**Required actions**
1 - Duplicate the atrial fibrillation abstract between "Results: A total" and "found for income.", inclusive.
2 - According to the atrial fibrillation abstract, how many incident cases of AF occurred during follow-up?
3 - Supply the next part of the atrial fibrillation abstract, picking up after its final sentence.

**Excerpted passage**
Aim: To examine the association between socioeconomic position and the risk of atrial fibrillation (AF) in different stages of life in a population of Danish citizens.
Methods: Register-based study. We followed all individuals turning 35, 50, 65 or 80 years from 1 January 1996 to 31 December 2005 until AF, death, emigration or the end of study period (31 December 2015). Exposure was education and income. We used Cox regression for the HRs (95% CI) and the pseudo-observation method for the adjusted risk difference (RD) (%).
Results: A total of 2 173 857 participants were enrolled and 151 340 incident cases of AF occurred over a median of 13.6 years of follow-up. Adjusted HR (95% CI) of incident AF for the youngest age group with the highest education (ref lowest) was 0.62 (0.50 to 0.77) (women) and 0.85 (0.76 to 0.96) (men). The associations attenuated with increasing age, that is, HRs for the oldest age group were 1.04 (0.97 to 1.10) and 0.98 (0.96 to 1.04), respectively. The corresponding adjusted RDs (%) were: -0.28 (-0.43 to -0.14), -0.18 (-0.36 to -0.01), 3.04 (-0.55 to 6.64) and -0.74 (-3.38 to 2.49), respectively. Similar but weaker associations were found for income.

Stored data entries
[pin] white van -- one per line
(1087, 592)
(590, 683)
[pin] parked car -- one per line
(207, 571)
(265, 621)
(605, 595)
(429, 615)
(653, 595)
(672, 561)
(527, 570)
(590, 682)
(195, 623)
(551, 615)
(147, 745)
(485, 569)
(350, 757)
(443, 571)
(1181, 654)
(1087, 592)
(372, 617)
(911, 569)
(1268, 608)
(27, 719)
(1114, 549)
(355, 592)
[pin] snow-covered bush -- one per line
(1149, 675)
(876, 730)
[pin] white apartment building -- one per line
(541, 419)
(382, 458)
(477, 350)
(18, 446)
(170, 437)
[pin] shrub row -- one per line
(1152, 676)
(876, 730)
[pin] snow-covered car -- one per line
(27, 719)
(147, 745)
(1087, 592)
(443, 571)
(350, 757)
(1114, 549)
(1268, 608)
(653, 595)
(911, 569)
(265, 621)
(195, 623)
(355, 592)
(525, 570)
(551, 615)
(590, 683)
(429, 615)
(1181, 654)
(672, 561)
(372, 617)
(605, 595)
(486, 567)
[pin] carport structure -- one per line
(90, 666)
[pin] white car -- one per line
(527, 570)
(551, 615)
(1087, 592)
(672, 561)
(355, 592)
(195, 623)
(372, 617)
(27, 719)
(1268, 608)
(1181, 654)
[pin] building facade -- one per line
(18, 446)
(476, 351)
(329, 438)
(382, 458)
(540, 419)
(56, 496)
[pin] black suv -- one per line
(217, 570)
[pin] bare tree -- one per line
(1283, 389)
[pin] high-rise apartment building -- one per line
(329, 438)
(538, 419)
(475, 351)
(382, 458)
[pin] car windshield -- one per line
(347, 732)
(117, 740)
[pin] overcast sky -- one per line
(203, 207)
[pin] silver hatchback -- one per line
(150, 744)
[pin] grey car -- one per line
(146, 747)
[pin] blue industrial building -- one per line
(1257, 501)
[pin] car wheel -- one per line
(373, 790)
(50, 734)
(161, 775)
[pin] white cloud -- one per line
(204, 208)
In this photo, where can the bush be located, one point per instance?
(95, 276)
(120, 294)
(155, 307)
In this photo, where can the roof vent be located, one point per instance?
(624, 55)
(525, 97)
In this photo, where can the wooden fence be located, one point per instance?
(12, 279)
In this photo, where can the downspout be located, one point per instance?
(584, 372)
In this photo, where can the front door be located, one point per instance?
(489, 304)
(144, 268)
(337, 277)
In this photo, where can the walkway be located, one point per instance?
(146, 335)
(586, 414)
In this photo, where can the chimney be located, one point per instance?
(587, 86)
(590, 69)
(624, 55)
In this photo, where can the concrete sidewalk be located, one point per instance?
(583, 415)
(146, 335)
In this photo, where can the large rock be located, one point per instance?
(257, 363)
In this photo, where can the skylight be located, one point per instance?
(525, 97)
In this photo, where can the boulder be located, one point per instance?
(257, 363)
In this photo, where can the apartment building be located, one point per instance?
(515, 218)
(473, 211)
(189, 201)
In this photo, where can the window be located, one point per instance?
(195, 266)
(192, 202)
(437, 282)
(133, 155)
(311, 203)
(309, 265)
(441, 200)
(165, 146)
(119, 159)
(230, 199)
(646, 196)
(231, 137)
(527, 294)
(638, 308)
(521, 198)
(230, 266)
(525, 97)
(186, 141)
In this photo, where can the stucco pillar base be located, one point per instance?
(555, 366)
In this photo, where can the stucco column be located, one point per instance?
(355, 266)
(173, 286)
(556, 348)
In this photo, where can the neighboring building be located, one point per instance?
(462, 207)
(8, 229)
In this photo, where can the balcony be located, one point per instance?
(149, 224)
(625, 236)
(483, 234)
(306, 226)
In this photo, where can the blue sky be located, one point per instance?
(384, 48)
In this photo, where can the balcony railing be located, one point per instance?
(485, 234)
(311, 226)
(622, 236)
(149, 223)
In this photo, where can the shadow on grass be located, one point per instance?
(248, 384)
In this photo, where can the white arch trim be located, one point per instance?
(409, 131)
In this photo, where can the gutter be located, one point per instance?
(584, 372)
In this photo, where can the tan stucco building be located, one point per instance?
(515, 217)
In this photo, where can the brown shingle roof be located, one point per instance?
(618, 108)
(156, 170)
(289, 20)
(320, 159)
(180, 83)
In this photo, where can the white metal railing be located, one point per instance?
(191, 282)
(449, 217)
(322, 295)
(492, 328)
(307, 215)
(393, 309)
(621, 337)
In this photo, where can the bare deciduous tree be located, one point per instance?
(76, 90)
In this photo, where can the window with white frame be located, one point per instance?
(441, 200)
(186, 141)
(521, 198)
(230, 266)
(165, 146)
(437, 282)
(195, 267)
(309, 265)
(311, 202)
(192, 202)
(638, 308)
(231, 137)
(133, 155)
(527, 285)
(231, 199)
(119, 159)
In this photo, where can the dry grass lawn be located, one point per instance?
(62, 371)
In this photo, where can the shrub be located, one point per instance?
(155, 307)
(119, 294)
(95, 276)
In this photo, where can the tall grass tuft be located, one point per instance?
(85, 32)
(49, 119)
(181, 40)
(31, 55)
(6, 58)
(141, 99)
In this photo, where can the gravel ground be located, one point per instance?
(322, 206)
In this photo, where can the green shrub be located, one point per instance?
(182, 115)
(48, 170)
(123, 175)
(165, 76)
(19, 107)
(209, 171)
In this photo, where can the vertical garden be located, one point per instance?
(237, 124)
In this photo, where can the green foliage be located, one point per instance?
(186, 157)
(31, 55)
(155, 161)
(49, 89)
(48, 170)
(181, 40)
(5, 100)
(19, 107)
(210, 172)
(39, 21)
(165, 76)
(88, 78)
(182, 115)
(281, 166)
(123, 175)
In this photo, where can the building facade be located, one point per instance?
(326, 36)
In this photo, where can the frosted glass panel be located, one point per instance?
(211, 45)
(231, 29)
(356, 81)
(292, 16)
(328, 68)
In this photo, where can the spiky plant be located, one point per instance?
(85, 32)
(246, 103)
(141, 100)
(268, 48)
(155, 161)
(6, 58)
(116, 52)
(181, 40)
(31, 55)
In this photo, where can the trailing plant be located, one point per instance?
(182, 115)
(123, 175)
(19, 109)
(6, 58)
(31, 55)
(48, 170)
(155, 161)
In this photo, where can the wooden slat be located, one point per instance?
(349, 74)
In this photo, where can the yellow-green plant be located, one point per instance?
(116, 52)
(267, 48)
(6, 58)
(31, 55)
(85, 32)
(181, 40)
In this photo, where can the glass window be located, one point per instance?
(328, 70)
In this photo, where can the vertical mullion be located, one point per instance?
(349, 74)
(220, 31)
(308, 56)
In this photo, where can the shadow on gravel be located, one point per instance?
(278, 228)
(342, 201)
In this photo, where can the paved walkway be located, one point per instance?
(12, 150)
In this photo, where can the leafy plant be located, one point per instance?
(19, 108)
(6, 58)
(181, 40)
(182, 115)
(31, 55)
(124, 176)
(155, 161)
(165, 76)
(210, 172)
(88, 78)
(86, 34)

**Your responses**
1 -
Results: A total of 2 173 857 participants were enrolled and 151 340 incident cases of AF occurred over a median of 13.6 years of follow-up. Adjusted HR (95% CI) of incident AF for the youngest age group with the highest education (ref lowest) was 0.62 (0.50 to 0.77) (women) and 0.85 (0.76 to 0.96) (men). The associations attenuated with increasing age, that is, HRs for the oldest age group were 1.04 (0.97 to 1.10) and 0.98 (0.96 to 1.04), respectively. The corresponding adjusted RDs (%) were: -0.28 (-0.43 to -0.14), -0.18 (-0.36 to -0.01), 3.04 (-0.55 to 6.64) and -0.74 (-3.38 to 2.49), respectively. Similar but weaker associations were found for income.

2 - 151 340

3 -
Conclusion: Higher level of education and income was associated with a lower risk of being diagnosed with AF in young individuals but the association decreased with increasing age and was almost absent for the oldest age cohort. However, since AF is relatively rare in the youngest the RDs were low.
Keywords: atrial fibrillation; cohort study; incidence; social inequality; socioeconomic position.